§ **What the task asks**
Print all of the records below again without a single difference.

§ **Entries supplied**
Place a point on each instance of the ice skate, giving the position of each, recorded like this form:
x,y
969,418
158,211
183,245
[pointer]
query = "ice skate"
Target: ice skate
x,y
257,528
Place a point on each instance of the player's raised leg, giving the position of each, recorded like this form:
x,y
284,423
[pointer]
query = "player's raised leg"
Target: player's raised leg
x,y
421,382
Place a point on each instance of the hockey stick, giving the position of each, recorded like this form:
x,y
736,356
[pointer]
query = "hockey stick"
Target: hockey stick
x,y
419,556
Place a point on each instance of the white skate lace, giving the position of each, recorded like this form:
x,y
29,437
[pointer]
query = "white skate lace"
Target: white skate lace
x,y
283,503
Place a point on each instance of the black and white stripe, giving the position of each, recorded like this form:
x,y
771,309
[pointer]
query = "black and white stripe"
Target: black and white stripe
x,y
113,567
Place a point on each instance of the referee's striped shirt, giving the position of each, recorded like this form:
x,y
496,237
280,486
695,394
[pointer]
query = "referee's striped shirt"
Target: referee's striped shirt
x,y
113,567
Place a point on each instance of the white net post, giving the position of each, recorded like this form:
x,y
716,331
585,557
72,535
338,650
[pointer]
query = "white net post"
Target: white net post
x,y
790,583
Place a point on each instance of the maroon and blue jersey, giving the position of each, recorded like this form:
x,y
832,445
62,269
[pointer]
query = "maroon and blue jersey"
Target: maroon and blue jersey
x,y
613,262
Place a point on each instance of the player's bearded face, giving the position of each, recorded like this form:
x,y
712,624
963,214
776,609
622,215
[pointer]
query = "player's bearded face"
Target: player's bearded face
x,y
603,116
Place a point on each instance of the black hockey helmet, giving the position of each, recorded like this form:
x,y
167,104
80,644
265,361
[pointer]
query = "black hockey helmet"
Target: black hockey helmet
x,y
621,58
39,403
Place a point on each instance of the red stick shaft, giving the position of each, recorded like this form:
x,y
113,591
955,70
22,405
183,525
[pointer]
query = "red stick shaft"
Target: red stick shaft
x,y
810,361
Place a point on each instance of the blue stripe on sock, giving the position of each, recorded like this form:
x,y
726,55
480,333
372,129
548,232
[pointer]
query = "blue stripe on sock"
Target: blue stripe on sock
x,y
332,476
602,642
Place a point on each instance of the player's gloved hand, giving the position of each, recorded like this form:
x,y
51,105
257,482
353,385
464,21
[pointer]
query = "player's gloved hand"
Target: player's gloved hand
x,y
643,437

§ **Solved exercise**
Place a point on each instance of the ice skate, giving the position of each, recorded like this form:
x,y
969,418
158,211
183,245
[pointer]
query = "ice skate"
Target: ice skate
x,y
257,528
Place a point on each instance of the player's raised leg, giving the position of each, recorded like this form:
x,y
284,423
[pointer]
query = "player's raised leg"
Target: player's raised leg
x,y
421,382
Place a point on each instance of the hockey stick, giving the position of each, recorded like this form:
x,y
736,356
[pointer]
query = "hockey stick"
Target: hockey stick
x,y
419,556
Place a point on each instance of the white skate lace, giving the position of each, recorded like this form:
x,y
29,437
[pointer]
query = "white skate lace"
Target: white skate lace
x,y
283,503
Place a point on each instance of the black and white stripe, giving the position of each, recorded like this form:
x,y
771,309
[pointer]
query = "black and white stripe"
Target: black and white stripe
x,y
113,567
Place a point on each instance of the referee's striped shirt, giving the position of each, recorded like this form:
x,y
496,237
280,486
695,394
[pointer]
query = "referee's striped shirt"
Target: referee's striped shirt
x,y
113,567
Place a point on each instance of the white net post, giving the position of each, recorded like this form:
x,y
716,331
585,557
72,535
338,650
[pointer]
query = "white net post"
Target: white net post
x,y
790,583
Place a point on each instance of the maroon and blue jersey, giving the position of each, recorded like this form:
x,y
832,445
62,269
[pointer]
query = "maroon and blue jersey"
Target: maroon and blue jersey
x,y
613,262
Place a point on each instance of the player's bearded face, giving the position of each, recorded like this form:
x,y
712,624
963,214
776,609
622,215
[pointer]
query = "player's bearded face"
Target: player's bearded face
x,y
603,116
Place a point on each instance of the black hockey helmet, giving the position of each, recorded like this form:
x,y
167,104
80,644
265,361
[pointer]
query = "black hockey helmet"
Target: black hockey helmet
x,y
621,58
39,403
Place a point on each instance of the red stick shaft, giving the position of each, recorded like this form:
x,y
113,591
955,70
22,405
183,525
[pointer]
query = "red stick shaft"
Target: red stick shaft
x,y
810,361
Place a point on each instance of the blue stripe on sock, giving the position of each, recorded like this form:
x,y
726,55
480,333
372,129
548,232
[pointer]
query = "blue stripe on sock"
Target: blue stripe on sock
x,y
332,476
602,642
Place a point on each instance of the player's gloved hand, giving the position of each, recorded like this form:
x,y
51,105
257,482
353,385
464,21
[pointer]
query = "player's gloved hand"
Target: player's gloved hand
x,y
643,437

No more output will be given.